▶ _WHAT THE TASK REQUIRES_
Can you render everything in the material from the line containing "Return the mask of every instance of the glass" down to the line containing "229 17 L 220" as a numbered list, skipping any blank lines?
======== DATASET RECORDS
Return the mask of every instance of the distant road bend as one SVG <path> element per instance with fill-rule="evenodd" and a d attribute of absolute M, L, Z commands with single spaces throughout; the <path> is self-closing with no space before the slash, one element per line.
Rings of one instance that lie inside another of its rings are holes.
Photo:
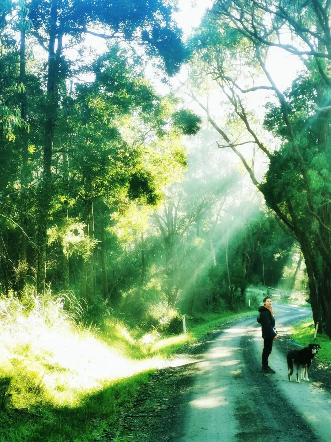
<path fill-rule="evenodd" d="M 279 304 L 273 309 L 281 336 L 311 316 L 309 309 Z M 197 364 L 178 442 L 330 442 L 331 395 L 319 386 L 314 362 L 309 382 L 297 384 L 294 375 L 289 382 L 284 342 L 274 343 L 269 358 L 275 374 L 261 372 L 262 347 L 260 328 L 252 319 L 211 343 Z"/>

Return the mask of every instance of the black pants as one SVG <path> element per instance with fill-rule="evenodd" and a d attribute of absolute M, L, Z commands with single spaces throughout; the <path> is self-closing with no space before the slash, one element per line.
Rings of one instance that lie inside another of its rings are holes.
<path fill-rule="evenodd" d="M 272 338 L 266 338 L 264 341 L 264 345 L 262 351 L 262 366 L 268 367 L 268 358 L 272 350 L 273 339 Z"/>

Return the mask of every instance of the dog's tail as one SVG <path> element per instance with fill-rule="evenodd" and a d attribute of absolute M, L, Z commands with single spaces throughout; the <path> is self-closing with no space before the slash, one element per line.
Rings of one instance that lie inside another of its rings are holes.
<path fill-rule="evenodd" d="M 292 376 L 293 374 L 293 361 L 289 355 L 287 355 L 287 368 L 289 369 L 290 374 Z"/>

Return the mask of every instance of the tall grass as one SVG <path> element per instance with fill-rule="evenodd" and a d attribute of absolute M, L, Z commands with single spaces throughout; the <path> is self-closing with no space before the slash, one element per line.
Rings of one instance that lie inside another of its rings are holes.
<path fill-rule="evenodd" d="M 0 297 L 0 442 L 90 442 L 104 431 L 124 442 L 115 417 L 137 385 L 221 320 L 189 320 L 186 335 L 163 336 L 129 329 L 109 312 L 86 328 L 84 310 L 71 292 L 28 287 L 20 301 Z"/>

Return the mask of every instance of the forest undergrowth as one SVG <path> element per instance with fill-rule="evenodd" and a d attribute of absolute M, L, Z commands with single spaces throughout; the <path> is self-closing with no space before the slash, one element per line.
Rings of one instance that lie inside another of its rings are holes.
<path fill-rule="evenodd" d="M 97 440 L 165 359 L 230 317 L 186 318 L 187 332 L 129 327 L 105 309 L 87 322 L 71 293 L 0 298 L 1 442 Z"/>

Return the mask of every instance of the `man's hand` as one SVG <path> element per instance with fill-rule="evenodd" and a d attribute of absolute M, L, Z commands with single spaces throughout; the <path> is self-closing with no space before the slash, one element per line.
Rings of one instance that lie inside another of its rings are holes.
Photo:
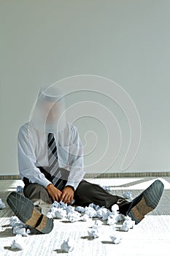
<path fill-rule="evenodd" d="M 62 191 L 61 201 L 70 205 L 73 200 L 74 189 L 72 187 L 65 187 Z"/>
<path fill-rule="evenodd" d="M 62 192 L 58 189 L 53 184 L 48 184 L 46 187 L 48 194 L 52 197 L 53 201 L 60 202 L 61 200 L 61 196 Z"/>

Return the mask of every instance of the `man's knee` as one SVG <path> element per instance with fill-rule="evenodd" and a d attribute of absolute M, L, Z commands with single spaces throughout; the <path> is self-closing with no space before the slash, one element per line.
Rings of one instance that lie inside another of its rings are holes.
<path fill-rule="evenodd" d="M 52 198 L 50 197 L 47 190 L 39 184 L 29 184 L 23 188 L 24 195 L 31 200 L 42 200 L 44 202 L 53 203 Z"/>

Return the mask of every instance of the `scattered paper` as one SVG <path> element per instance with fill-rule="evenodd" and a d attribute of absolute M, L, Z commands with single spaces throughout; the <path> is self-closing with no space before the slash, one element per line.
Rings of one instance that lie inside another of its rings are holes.
<path fill-rule="evenodd" d="M 63 244 L 61 245 L 61 249 L 62 251 L 69 252 L 74 249 L 74 241 L 72 238 L 68 238 L 63 241 Z"/>
<path fill-rule="evenodd" d="M 13 228 L 13 233 L 15 235 L 27 236 L 31 233 L 30 230 L 27 227 L 27 225 L 21 222 L 16 216 L 10 217 L 9 222 Z"/>
<path fill-rule="evenodd" d="M 5 207 L 4 203 L 3 203 L 1 198 L 0 198 L 0 209 L 4 209 Z"/>
<path fill-rule="evenodd" d="M 110 236 L 110 238 L 113 244 L 120 244 L 122 238 L 119 234 L 114 233 L 113 235 Z"/>
<path fill-rule="evenodd" d="M 134 198 L 132 197 L 132 192 L 130 191 L 127 191 L 127 192 L 123 191 L 122 192 L 122 195 L 124 198 L 128 199 L 128 200 L 130 202 L 131 202 L 134 200 Z"/>
<path fill-rule="evenodd" d="M 23 250 L 26 248 L 26 244 L 24 242 L 24 238 L 21 235 L 16 235 L 15 239 L 12 241 L 11 244 L 11 248 L 19 249 L 20 250 Z"/>
<path fill-rule="evenodd" d="M 21 186 L 17 187 L 17 192 L 18 193 L 23 193 L 23 188 Z"/>

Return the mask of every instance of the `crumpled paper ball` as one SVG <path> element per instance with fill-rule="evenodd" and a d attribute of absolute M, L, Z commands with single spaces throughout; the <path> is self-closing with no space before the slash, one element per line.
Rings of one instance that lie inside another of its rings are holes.
<path fill-rule="evenodd" d="M 110 215 L 111 211 L 105 207 L 101 207 L 97 211 L 97 217 L 102 218 L 102 220 L 107 220 Z"/>
<path fill-rule="evenodd" d="M 88 222 L 89 219 L 90 219 L 88 214 L 84 214 L 81 217 L 80 219 L 82 220 L 83 222 Z"/>
<path fill-rule="evenodd" d="M 66 252 L 72 252 L 74 249 L 74 241 L 72 238 L 68 238 L 64 240 L 63 244 L 61 245 L 62 251 Z"/>
<path fill-rule="evenodd" d="M 28 228 L 25 228 L 22 225 L 13 227 L 13 233 L 15 235 L 21 235 L 27 236 L 31 233 Z"/>
<path fill-rule="evenodd" d="M 107 190 L 107 191 L 111 191 L 111 188 L 108 186 L 102 186 L 101 187 L 104 190 Z"/>
<path fill-rule="evenodd" d="M 129 230 L 129 229 L 134 228 L 134 225 L 135 222 L 132 220 L 130 217 L 125 217 L 124 222 L 123 223 L 123 225 L 120 227 L 120 230 L 127 232 Z"/>
<path fill-rule="evenodd" d="M 0 209 L 4 209 L 5 207 L 4 203 L 3 203 L 1 198 L 0 198 Z"/>
<path fill-rule="evenodd" d="M 80 219 L 81 214 L 75 211 L 71 212 L 67 214 L 67 219 L 69 220 L 70 222 L 75 222 Z"/>
<path fill-rule="evenodd" d="M 119 234 L 114 233 L 113 235 L 110 236 L 110 238 L 113 244 L 120 244 L 122 238 Z"/>
<path fill-rule="evenodd" d="M 119 206 L 117 204 L 115 204 L 112 206 L 111 211 L 113 214 L 117 215 L 119 214 Z"/>
<path fill-rule="evenodd" d="M 17 187 L 17 192 L 18 193 L 23 193 L 23 188 L 21 186 Z"/>
<path fill-rule="evenodd" d="M 97 216 L 96 211 L 91 206 L 85 206 L 85 214 L 87 214 L 90 218 L 94 218 Z"/>
<path fill-rule="evenodd" d="M 82 206 L 77 206 L 75 208 L 75 211 L 83 214 L 85 212 L 85 207 Z"/>
<path fill-rule="evenodd" d="M 97 238 L 101 235 L 101 222 L 96 220 L 94 225 L 88 230 L 88 236 L 93 238 Z"/>
<path fill-rule="evenodd" d="M 93 208 L 93 209 L 95 209 L 95 211 L 98 211 L 101 206 L 98 206 L 98 205 L 96 205 L 95 203 L 90 203 L 90 205 L 88 206 L 88 207 L 91 207 L 91 208 Z"/>
<path fill-rule="evenodd" d="M 116 216 L 115 214 L 111 214 L 108 217 L 107 224 L 109 225 L 113 225 L 117 222 Z"/>
<path fill-rule="evenodd" d="M 26 248 L 26 244 L 24 240 L 21 235 L 16 235 L 15 239 L 11 244 L 11 248 L 19 249 L 20 250 L 23 250 Z"/>
<path fill-rule="evenodd" d="M 132 192 L 130 191 L 126 191 L 126 192 L 123 191 L 122 192 L 122 195 L 124 198 L 128 199 L 130 202 L 131 202 L 134 200 L 132 197 Z"/>

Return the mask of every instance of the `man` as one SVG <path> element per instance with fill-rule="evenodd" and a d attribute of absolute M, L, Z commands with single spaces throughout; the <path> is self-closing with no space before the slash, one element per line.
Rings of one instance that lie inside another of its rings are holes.
<path fill-rule="evenodd" d="M 31 118 L 18 133 L 18 166 L 24 196 L 12 192 L 7 203 L 18 218 L 42 233 L 53 220 L 46 217 L 56 200 L 85 206 L 93 203 L 120 213 L 138 224 L 158 205 L 163 184 L 156 180 L 131 203 L 83 179 L 83 150 L 77 129 L 66 122 L 63 95 L 55 86 L 40 90 Z"/>

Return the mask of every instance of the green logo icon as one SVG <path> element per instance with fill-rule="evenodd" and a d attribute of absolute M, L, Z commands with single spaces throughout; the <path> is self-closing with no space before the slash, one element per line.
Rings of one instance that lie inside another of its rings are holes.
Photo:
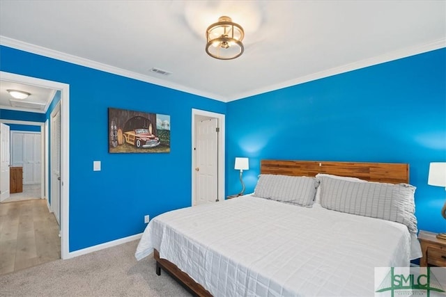
<path fill-rule="evenodd" d="M 396 291 L 399 290 L 417 290 L 419 294 L 422 292 L 426 293 L 425 296 L 427 297 L 430 296 L 431 291 L 445 292 L 441 284 L 432 273 L 431 267 L 411 267 L 408 272 L 407 267 L 403 268 L 402 270 L 403 271 L 395 271 L 395 267 L 390 267 L 376 292 L 390 291 L 392 297 L 394 297 Z M 403 291 L 401 293 L 404 294 Z"/>

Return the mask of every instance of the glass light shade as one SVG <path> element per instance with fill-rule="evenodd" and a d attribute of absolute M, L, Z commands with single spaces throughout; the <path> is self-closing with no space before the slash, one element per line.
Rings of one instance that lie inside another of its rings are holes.
<path fill-rule="evenodd" d="M 6 91 L 15 99 L 25 99 L 31 95 L 28 92 L 17 90 L 6 90 Z"/>
<path fill-rule="evenodd" d="M 446 162 L 432 162 L 429 164 L 427 184 L 431 186 L 444 186 L 446 190 Z"/>
<path fill-rule="evenodd" d="M 229 17 L 220 17 L 206 30 L 206 53 L 220 60 L 231 60 L 243 54 L 243 29 Z"/>
<path fill-rule="evenodd" d="M 248 158 L 236 158 L 236 166 L 234 169 L 238 170 L 247 170 L 249 169 L 249 162 Z"/>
================
▶ _TASK RESULT_
1. Return the mask of every instance of the glass light shade as one SVG <path> element per instance with fill-rule="evenodd" and a d attribute of absolute M, L, Z commands with single spaces throughout; the <path> is self-closing with no space before the slash, one element per line.
2. Rings of one instance that lie inside another of its rings are holes.
3. <path fill-rule="evenodd" d="M 6 91 L 15 99 L 25 99 L 31 95 L 28 92 L 17 90 L 6 90 Z"/>
4. <path fill-rule="evenodd" d="M 446 162 L 432 162 L 429 164 L 427 184 L 431 186 L 444 186 L 446 190 Z"/>
5. <path fill-rule="evenodd" d="M 229 17 L 220 17 L 206 30 L 206 53 L 220 60 L 231 60 L 243 54 L 243 29 Z"/>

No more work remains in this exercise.